Nullità o annullabilità degli atti impositivi

La riforma ha introdotto (finalmente) due concetti da sempre mutuati dalla giustizia amministrativa: quelli di nullità o annullabilità degli atti impositivi. Si tratta però di ipotesi differenti tra loro, per le quali cambia anche la difesa del contribuente. La recente riforma dello statuto del contribuente ha introdotto alcune modifiche che dovrebbero (il condizionale è d’obbligo) impattare sulla validità degli atti.

In particolare, sono state disciplinate le ipotesi di annullabilità, nullità dei provvedimenti e di inutilizzabilità delle prove acquisite in violazione a norme di legge.

A seconda del vizio, però, occorre considerare una diversa difesa: la nullità sussiste in radice e pertanto può essere rilevata in ogni stato e grado del procedimento.

L’annullabilità, invece, va rilevata dal giudice con la conseguenza che il contribuente deve sollevarla con il proprio ricorso. Per tale ragione, diviene fondamentale in primo luogo individuare la violazione contenuta nell’atto e secondariamente eccepire un adeguato motivo di impugnazione.

In tale contesto, peraltro, il legislatore ha indirettamente disciplinato anche tutte le ipotesi di “nullità” già presenti nell’ordinamento, prevedendone l’equiparazione alla “annullabilità”.

Sebbene da un lato appare più definito il perimetro, occorre anche considerare che soprattutto per il caso della annullabilità, le ragioni possono essere le più diverse con la conseguenza che sia necessaria un’attenta valutazione preliminare.

Si pensi ad esempio alla più nota ipotesi della decadenza, anche alla luce della annosa questione delle proroghe Covid: da sempre la giurisprudenza ha qualificato l’istituto della decadenza quale garanzia in favore del contribuente e pertanto una causa di annullabilità (e non di nullità). A tal fine, quindi, occorre verificare la norma, la modalità di notifica dell’atto e la data, così da considerare se il vizio possa sussistere.

Analoghe considerazioni possono riguardare la formalità della firma da parte del funzionario, l’apposizione del codice QR sull’atto, le notifiche ai soggetti effettivi responsabili di imposta, il rispetto del contraddittorio, ecc.

A tali possibili vizi se ne affiancano poi alcuni che si potrebbero definire più sostanziali, legati cioè alla chiarezza della motivazione, alla validità delle prove a sostegno della pretesa, alla sussistenza del presupposto impositivo.
-*-*-
## Parti dell'esercizio:
**a)** Riscrivi il testo sugli atti impositivi da "La riforma ha" a "norme di legge.", cambiando "riforma" in "novella".
**b)** Riassumi in due frasi il testo sugli atti impositivi.
**c)** Come prosegue il testo sugli atti impositivi dopo l'ultima frase? Scrivine il seguito.

Descrizioni di regioni in linguaggio naturale:
-*-*-
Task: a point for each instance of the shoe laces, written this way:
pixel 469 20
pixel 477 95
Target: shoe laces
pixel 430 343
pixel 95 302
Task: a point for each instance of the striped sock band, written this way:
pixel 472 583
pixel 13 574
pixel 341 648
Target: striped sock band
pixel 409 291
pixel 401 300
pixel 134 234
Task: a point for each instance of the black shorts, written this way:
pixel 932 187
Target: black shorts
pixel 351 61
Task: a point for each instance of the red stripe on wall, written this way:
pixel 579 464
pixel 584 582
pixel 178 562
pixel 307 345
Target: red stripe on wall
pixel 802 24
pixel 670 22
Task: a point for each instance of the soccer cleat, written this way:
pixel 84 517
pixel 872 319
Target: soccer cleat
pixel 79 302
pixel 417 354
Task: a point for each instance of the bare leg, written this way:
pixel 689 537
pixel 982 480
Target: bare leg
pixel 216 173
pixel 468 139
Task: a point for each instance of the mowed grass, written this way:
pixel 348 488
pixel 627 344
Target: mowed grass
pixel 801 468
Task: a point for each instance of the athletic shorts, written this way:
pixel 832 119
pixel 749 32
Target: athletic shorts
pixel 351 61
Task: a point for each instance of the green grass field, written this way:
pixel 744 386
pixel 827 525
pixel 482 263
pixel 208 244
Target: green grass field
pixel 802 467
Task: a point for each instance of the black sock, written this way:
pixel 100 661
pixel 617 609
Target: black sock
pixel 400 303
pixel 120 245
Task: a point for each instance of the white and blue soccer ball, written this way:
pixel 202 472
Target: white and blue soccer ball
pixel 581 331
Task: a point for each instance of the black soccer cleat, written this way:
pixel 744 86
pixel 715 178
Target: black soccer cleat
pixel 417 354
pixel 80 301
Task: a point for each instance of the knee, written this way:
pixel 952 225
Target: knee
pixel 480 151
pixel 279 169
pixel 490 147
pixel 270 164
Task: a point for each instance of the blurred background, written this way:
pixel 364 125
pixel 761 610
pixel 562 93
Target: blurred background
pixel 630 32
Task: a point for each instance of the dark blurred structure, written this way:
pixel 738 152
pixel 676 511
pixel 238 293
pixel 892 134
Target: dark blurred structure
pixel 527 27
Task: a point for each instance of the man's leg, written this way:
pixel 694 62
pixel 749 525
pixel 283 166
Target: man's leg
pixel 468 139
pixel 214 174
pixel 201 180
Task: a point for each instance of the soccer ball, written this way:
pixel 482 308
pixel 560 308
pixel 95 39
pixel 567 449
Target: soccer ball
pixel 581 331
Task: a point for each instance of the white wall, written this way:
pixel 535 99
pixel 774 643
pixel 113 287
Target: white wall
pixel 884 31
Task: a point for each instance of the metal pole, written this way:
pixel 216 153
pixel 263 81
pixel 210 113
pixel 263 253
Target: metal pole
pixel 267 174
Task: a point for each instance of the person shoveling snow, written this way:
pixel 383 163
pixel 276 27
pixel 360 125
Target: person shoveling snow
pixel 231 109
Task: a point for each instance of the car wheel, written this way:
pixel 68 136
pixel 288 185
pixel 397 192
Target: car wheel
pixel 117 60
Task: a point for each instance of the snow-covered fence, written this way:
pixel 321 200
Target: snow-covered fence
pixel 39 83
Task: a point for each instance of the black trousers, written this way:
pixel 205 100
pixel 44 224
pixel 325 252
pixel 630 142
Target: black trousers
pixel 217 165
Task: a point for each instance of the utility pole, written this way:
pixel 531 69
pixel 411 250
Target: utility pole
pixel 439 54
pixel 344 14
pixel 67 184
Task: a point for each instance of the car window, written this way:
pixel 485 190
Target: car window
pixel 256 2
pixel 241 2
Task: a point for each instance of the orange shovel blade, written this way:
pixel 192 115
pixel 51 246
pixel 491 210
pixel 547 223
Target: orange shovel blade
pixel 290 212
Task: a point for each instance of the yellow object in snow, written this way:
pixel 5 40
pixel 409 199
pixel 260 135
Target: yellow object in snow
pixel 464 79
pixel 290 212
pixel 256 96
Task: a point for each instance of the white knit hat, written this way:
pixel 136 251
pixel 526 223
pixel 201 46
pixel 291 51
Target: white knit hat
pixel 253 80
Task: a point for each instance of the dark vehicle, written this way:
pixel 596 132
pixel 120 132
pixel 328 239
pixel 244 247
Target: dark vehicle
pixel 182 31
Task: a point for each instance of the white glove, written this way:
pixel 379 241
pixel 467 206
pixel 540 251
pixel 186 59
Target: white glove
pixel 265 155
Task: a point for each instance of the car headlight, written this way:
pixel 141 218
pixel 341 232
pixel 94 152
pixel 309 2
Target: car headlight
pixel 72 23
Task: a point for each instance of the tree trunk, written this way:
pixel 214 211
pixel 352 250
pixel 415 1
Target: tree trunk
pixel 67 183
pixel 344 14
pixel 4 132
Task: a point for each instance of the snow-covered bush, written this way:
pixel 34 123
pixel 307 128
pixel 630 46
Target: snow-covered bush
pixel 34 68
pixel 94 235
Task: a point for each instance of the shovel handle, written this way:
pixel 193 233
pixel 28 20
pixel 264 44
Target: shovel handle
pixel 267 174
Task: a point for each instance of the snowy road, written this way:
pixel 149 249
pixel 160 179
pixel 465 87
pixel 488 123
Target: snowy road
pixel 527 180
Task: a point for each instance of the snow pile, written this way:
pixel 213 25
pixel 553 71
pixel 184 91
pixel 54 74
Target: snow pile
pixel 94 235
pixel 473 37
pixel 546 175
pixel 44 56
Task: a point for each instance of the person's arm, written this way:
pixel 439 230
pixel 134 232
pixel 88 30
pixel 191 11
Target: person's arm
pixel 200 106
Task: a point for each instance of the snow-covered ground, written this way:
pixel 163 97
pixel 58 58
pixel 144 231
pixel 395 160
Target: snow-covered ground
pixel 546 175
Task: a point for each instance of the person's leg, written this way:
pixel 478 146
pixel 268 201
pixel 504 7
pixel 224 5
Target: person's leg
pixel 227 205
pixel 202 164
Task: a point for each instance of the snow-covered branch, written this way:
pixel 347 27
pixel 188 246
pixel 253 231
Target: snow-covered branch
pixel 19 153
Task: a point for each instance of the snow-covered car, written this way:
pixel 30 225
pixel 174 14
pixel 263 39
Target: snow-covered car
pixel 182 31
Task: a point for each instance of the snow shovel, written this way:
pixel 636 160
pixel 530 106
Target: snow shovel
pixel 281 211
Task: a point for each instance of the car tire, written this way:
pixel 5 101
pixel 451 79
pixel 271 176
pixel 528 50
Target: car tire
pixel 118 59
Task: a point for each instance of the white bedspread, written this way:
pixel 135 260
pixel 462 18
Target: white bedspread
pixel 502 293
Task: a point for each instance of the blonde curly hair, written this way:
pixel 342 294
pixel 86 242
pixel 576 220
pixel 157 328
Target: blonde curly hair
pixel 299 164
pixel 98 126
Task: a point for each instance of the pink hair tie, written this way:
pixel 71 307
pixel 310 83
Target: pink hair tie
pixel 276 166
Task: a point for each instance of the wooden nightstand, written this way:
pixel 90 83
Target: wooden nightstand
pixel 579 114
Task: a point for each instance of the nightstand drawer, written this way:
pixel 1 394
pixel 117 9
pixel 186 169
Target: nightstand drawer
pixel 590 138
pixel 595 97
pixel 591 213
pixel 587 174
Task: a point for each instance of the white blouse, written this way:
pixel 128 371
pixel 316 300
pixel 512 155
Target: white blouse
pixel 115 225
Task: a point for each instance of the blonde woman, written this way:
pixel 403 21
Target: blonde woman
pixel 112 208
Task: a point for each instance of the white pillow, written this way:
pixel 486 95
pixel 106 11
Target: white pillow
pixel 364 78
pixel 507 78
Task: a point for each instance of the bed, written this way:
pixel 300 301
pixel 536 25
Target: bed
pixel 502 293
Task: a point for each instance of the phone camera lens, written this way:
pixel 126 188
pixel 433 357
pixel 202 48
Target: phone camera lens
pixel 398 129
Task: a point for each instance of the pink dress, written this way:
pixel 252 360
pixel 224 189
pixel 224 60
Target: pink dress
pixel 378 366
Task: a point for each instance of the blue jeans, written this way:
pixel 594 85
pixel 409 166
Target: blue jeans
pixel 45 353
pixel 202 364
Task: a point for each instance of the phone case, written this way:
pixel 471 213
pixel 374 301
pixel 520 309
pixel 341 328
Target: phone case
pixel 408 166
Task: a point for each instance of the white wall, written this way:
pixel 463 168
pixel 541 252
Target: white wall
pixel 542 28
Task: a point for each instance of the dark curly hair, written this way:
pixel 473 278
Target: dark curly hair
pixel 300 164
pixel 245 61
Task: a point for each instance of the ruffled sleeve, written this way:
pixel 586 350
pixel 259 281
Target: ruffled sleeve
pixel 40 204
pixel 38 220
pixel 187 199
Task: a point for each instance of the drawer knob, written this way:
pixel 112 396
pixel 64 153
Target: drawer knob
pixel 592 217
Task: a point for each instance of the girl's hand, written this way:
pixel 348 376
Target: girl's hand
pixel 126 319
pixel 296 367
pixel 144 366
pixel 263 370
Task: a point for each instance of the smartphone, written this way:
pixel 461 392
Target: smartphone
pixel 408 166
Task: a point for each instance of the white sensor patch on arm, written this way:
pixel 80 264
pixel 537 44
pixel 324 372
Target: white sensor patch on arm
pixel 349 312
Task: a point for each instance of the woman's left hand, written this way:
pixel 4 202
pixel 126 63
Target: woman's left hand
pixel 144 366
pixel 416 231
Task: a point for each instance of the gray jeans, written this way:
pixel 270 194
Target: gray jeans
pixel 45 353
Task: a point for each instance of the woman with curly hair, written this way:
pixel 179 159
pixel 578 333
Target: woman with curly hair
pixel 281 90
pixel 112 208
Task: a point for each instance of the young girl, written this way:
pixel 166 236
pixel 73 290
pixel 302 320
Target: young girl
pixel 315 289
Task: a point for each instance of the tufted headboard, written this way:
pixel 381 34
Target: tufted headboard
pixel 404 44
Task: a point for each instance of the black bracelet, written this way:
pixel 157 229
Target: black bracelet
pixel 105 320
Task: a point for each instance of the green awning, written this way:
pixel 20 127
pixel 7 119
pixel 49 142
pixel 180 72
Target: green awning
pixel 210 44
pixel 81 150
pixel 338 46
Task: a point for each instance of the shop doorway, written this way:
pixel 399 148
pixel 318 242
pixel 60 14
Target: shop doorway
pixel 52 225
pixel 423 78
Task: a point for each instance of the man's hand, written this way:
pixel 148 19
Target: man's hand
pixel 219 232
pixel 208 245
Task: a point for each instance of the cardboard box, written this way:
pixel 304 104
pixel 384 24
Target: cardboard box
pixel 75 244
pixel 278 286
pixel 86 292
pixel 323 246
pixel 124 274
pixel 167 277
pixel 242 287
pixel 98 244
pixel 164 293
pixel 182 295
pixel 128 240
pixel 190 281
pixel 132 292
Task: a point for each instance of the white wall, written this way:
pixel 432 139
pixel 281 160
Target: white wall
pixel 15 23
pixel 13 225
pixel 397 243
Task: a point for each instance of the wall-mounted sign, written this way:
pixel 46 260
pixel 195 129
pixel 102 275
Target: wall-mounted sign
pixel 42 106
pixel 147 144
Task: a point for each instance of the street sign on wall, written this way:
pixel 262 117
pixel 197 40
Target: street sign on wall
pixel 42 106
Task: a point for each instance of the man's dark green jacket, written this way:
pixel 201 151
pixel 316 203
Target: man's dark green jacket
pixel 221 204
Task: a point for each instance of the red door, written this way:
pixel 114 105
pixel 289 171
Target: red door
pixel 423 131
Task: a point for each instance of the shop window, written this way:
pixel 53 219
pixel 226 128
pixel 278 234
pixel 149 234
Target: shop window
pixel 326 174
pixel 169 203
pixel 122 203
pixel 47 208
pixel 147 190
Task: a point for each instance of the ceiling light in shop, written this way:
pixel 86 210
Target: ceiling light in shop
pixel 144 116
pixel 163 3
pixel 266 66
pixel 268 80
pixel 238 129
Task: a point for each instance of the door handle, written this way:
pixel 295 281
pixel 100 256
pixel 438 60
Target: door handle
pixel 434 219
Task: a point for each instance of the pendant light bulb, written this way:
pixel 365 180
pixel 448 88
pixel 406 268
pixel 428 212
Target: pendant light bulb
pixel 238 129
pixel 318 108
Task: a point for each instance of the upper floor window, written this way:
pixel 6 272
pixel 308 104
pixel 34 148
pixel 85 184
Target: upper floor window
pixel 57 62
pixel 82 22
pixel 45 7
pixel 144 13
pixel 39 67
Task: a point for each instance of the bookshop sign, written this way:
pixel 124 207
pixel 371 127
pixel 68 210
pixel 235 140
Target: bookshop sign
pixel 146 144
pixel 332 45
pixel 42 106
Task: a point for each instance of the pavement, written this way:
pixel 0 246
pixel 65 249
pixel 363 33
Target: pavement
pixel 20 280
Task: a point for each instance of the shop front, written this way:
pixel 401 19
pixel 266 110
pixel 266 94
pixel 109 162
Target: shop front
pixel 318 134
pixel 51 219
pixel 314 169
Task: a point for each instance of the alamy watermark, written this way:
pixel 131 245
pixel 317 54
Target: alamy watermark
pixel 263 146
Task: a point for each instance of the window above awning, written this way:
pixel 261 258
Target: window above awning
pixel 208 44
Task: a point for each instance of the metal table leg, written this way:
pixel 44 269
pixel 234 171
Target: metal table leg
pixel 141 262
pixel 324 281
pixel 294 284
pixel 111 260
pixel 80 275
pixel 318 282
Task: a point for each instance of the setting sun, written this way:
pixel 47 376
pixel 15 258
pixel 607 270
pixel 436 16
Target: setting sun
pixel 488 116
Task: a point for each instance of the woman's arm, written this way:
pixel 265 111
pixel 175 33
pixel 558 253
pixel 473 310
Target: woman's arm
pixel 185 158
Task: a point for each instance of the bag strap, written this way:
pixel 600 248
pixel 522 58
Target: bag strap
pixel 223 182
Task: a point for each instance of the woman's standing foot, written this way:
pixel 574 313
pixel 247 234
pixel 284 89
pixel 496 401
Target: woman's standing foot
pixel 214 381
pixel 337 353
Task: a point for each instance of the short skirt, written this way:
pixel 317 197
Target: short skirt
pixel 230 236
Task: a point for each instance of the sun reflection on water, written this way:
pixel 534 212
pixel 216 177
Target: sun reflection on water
-*-*-
## Risposte alle consegne:
**a)**
La novella ha introdotto (finalmente) due concetti da sempre mutuati dalla giustizia amministrativa: quelli di nullità o annullabilità degli atti impositivi. Si tratta però di ipotesi differenti tra loro, per le quali cambia anche la difesa del contribuente. La recente novella dello statuto del contribuente ha introdotto alcune modifiche che dovrebbero (il condizionale è d’obbligo) impattare sulla validità degli atti.

In particolare, sono state disciplinate le ipotesi di annullabilità, nullità dei provvedimenti e di inutilizzabilità delle prove acquisite in violazione a norme di legge.

**b)** La riforma dello statuto del contribuente ha disciplinato la nullità e l'annullabilità degli atti impositivi, che richiedono difese diverse. La nullità può essere rilevata in ogni stato e grado del procedimento, mentre l'annullabilità deve essere sollevata dal contribuente con il ricorso e, date le ragioni più diverse che possono causarla, richiede un'attenta valutazione preliminare.

**c)**
Purtroppo a complicare tali valutazioni preliminari sovviene spesso la giurisprudenza: di regola, infatti, per ogni questione “dubbia” sussistono due orientamenti contrapposti che ovviamente saranno utilizzati a proprio favore (in un senso e nell’altro) dalle parti processuali.

Questo articolato quadro deve poi confrontarsi con valutazioni di carattere squisitamente economico: il contribuente, infatti, è certamente la parte più gravata dagli oneri del contenzioso, diversamente dalla parte pubblica. A ciò poi si aggiunga che per qualche ignota ragione, i giudici tributari hanno la tendenza di “compensare” le spese, lasciando così indenne l’Ufficio anche quando ha commesso evidenti errori. Occorre poi considerare che il giudizio nella stragrande maggioranza dei casi, prosegue fino in Cassazione ed anche oltre (riassunzione in seguito a rinvio e nuovo giudizio in Cassazione). Comunque, dal profilo economico, l’interessato deve anche valutare che in caso di soccombenza sono dovute le sanzioni in misura piena, da aggiungere ovviamente alle imposte ed interessi.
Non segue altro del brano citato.